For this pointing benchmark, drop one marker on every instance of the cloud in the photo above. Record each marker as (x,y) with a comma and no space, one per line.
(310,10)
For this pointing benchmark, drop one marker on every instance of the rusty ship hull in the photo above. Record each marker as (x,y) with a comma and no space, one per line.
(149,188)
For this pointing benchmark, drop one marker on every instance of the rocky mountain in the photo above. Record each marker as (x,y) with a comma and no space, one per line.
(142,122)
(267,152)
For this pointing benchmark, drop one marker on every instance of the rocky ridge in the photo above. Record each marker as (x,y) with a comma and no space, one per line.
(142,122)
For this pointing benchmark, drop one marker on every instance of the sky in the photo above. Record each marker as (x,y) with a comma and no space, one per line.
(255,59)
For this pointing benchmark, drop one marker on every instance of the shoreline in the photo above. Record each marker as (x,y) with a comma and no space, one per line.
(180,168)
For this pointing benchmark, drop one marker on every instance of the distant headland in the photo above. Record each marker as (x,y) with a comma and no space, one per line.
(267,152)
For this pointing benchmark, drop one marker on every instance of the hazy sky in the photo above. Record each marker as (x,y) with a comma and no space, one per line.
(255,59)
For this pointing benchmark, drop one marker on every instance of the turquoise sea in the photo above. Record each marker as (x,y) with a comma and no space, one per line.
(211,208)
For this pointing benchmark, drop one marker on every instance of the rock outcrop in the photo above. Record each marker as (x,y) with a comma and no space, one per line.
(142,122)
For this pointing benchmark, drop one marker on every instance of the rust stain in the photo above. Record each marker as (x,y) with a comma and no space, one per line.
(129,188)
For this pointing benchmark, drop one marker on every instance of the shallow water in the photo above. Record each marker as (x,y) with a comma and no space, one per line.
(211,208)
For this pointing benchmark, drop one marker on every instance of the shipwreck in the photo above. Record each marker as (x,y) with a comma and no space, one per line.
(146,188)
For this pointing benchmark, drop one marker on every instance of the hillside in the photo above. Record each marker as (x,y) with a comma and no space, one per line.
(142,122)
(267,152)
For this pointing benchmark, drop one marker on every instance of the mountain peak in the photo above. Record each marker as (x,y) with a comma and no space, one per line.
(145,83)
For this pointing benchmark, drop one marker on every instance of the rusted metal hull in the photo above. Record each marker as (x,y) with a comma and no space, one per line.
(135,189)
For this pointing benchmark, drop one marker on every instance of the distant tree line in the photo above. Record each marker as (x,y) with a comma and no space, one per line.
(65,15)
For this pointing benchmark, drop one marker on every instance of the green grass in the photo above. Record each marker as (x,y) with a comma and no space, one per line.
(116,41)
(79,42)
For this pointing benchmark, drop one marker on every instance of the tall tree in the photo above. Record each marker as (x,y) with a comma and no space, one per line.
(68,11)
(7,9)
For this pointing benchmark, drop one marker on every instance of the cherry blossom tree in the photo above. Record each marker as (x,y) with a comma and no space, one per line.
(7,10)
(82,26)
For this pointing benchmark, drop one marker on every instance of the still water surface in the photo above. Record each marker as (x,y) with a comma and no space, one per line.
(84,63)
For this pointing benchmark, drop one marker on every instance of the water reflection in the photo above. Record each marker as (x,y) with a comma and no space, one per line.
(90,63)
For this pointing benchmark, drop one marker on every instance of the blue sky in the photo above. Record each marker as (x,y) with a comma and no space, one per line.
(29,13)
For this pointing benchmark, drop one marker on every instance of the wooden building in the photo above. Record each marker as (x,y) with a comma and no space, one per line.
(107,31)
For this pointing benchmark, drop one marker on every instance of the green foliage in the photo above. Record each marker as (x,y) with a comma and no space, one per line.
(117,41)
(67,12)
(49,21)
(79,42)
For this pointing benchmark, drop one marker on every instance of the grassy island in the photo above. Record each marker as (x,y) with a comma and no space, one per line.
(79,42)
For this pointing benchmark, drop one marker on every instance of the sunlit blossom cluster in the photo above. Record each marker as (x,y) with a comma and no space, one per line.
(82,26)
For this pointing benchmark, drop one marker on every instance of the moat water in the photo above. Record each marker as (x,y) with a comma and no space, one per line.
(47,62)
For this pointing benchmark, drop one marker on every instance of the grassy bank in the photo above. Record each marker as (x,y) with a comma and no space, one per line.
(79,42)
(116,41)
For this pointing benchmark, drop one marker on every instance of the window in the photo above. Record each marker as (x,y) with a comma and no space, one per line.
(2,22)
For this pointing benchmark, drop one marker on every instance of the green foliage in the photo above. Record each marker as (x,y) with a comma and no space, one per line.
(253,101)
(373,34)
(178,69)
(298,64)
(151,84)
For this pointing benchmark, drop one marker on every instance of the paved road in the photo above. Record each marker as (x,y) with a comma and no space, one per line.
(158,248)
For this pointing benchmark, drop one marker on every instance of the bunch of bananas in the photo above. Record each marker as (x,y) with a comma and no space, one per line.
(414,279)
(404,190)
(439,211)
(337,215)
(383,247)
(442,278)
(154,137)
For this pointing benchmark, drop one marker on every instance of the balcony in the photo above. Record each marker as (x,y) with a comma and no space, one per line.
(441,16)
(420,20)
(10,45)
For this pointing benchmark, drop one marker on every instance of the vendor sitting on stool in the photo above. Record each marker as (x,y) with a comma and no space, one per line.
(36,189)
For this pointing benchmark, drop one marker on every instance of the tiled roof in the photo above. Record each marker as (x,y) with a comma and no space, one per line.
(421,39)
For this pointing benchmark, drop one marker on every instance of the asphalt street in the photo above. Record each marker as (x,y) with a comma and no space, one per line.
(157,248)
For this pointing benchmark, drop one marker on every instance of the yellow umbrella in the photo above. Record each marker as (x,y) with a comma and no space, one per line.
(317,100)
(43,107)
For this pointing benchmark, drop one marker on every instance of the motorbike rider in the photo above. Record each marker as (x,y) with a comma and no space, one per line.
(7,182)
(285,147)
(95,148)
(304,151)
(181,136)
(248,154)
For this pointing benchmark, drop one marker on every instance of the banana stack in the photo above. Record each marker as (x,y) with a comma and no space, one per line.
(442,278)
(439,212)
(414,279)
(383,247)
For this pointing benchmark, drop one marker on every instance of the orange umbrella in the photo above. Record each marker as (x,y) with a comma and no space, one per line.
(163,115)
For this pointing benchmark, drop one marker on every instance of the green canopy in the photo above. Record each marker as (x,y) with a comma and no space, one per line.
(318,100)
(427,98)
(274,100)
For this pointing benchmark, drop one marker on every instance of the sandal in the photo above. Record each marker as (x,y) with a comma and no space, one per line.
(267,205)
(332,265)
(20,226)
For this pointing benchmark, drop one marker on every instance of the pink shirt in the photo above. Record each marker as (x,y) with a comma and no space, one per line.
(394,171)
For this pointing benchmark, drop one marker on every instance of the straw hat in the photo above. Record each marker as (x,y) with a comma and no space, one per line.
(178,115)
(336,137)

* * *

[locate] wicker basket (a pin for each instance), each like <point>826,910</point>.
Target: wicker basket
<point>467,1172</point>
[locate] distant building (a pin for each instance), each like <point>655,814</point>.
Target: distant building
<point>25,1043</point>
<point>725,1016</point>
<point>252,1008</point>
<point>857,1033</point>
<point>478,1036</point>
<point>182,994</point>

INSTRUCTIONS FOR THE TASK: Please find each line in the listing that contains the word "basket" and copy those lines out in full.

WRITTEN RESPONSE:
[locate] wicker basket (a pin for each instance), each like <point>826,910</point>.
Target: wicker basket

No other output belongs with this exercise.